— start of Data listing —

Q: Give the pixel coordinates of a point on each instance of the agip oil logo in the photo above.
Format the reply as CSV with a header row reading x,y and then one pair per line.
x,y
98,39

— end of Data listing —
— start of Data listing —

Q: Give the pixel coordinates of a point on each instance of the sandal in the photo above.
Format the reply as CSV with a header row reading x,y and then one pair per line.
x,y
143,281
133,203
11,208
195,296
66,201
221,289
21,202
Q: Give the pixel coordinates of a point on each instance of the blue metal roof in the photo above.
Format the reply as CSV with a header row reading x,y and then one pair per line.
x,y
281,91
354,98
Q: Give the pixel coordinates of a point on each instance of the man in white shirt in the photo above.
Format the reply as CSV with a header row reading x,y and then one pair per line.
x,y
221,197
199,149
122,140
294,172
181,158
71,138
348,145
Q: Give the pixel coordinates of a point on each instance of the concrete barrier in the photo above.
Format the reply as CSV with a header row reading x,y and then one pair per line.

— end of Data listing —
— start of Data listing —

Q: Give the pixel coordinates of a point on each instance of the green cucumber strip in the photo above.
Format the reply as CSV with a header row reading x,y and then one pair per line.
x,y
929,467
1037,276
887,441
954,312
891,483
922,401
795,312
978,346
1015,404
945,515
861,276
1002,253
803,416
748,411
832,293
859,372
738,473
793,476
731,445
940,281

— end of Data listing —

### Problem:
Count the lines in the data above that contain the word "barrier", matching case exactly, and reply with the number alone.

### Result:
1